## What the exercise asks
A single number is required: how many lines in the entries hold the word "leaf".
##### Data shown
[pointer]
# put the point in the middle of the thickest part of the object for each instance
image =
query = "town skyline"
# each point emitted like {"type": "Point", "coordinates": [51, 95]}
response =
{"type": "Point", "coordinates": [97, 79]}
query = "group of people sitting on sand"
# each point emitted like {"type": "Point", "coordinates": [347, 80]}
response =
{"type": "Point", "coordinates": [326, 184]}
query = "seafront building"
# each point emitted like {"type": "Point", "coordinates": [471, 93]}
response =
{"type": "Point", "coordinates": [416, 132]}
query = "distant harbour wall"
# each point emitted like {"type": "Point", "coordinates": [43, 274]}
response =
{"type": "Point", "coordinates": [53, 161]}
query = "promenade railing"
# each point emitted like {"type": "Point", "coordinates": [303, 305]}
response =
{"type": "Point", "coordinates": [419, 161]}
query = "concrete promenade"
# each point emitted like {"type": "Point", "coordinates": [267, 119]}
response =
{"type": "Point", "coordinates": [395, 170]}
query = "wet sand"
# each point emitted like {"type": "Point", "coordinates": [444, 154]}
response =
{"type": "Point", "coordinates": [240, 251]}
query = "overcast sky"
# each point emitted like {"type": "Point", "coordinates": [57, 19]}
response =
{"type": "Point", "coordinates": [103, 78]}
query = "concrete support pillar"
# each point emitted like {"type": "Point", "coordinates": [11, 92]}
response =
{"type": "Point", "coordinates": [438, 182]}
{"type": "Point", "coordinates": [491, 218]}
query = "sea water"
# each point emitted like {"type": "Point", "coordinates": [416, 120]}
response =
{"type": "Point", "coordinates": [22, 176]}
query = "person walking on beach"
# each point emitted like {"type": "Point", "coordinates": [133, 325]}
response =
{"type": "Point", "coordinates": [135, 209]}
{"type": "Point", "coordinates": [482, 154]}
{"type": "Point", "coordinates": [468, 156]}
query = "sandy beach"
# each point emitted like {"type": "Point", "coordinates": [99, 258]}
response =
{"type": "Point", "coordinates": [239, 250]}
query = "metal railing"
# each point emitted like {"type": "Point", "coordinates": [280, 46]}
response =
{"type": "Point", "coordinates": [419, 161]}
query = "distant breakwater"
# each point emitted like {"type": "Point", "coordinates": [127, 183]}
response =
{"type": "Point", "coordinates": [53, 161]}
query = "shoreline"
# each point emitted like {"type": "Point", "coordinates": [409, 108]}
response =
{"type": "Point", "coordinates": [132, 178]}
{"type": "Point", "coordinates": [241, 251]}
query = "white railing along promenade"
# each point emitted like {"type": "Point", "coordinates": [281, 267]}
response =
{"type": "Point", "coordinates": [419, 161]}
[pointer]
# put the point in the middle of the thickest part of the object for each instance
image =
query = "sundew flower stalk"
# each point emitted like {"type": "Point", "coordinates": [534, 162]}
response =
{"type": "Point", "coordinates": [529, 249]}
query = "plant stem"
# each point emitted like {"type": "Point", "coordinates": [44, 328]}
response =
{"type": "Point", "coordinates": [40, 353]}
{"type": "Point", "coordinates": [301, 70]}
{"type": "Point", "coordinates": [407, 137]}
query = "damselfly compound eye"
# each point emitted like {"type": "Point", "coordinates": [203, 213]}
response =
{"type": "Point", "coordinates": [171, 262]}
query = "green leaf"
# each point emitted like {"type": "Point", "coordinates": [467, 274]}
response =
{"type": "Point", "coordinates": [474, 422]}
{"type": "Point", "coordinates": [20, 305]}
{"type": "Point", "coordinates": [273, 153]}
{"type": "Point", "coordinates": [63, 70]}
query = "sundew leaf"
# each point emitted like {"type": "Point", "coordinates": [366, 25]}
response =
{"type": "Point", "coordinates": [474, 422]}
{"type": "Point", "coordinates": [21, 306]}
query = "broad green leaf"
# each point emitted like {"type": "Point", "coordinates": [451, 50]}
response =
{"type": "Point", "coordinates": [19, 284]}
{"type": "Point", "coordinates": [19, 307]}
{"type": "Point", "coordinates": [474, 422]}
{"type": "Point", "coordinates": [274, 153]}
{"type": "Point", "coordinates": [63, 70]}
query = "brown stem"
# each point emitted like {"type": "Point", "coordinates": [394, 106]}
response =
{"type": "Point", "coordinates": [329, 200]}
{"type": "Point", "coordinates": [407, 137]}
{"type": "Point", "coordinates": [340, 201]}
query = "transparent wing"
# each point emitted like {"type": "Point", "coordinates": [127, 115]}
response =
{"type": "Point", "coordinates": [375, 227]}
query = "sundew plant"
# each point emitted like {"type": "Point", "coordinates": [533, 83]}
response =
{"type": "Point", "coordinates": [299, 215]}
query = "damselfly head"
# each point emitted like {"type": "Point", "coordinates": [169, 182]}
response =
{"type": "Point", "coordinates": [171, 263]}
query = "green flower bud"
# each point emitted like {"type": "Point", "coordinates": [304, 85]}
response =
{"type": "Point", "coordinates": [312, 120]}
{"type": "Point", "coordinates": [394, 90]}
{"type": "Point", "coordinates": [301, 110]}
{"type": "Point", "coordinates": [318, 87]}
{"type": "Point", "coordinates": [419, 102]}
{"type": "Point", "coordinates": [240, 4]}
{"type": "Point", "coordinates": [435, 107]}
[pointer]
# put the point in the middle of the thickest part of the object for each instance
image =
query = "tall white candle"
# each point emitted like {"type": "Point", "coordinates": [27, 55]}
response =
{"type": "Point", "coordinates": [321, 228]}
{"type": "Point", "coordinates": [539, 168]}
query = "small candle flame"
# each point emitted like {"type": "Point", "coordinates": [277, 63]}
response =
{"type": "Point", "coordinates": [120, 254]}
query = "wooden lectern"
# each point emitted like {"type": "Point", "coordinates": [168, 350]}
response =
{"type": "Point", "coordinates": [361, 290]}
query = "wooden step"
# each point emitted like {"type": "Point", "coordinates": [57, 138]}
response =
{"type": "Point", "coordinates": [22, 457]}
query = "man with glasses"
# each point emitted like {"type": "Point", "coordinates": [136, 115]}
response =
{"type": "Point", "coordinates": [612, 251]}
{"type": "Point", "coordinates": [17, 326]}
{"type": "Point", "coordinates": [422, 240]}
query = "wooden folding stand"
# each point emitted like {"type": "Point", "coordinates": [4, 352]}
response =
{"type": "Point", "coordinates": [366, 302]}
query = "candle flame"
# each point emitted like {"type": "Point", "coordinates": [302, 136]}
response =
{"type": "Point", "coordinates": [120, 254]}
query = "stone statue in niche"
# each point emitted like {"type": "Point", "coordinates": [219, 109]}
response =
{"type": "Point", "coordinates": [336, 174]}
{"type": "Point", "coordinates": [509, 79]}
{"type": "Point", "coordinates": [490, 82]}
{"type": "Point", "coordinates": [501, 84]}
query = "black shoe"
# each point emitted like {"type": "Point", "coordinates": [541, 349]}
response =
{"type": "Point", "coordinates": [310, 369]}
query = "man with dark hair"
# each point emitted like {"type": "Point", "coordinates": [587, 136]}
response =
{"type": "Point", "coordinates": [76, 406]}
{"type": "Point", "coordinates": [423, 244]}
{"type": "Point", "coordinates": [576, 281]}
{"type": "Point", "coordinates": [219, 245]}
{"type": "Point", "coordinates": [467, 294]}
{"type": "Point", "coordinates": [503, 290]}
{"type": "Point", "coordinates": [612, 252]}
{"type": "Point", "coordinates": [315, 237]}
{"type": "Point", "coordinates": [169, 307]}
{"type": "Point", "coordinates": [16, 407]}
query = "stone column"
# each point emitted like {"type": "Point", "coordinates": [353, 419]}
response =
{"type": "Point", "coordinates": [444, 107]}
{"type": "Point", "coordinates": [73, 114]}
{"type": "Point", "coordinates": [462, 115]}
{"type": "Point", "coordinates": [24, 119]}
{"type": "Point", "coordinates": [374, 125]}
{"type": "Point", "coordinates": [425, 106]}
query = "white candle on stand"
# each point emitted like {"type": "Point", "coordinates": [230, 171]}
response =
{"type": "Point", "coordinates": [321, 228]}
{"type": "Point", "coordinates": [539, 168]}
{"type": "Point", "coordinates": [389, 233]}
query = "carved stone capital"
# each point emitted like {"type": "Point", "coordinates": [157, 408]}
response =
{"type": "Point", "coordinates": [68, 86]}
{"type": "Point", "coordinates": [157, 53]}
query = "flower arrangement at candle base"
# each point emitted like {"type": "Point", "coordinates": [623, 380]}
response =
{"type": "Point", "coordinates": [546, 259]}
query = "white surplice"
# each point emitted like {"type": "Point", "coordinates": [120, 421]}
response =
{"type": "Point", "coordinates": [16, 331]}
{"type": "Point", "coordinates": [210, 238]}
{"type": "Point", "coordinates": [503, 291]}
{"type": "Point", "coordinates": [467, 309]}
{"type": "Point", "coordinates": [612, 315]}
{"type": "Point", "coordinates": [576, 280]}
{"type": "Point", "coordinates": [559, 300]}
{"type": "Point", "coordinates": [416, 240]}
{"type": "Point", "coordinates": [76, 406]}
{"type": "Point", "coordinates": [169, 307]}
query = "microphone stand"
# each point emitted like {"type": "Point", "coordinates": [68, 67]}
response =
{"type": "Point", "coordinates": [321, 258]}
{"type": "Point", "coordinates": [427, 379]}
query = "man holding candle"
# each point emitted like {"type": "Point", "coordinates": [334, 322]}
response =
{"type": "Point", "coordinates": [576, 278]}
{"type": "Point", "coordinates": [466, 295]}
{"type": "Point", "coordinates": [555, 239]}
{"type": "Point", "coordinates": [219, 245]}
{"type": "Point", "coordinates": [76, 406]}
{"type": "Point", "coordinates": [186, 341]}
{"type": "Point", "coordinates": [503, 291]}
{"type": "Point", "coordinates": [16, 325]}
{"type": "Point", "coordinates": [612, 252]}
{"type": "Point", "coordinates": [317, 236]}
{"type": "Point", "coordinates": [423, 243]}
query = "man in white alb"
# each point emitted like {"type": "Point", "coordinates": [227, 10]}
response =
##########
## Output of the exercise
3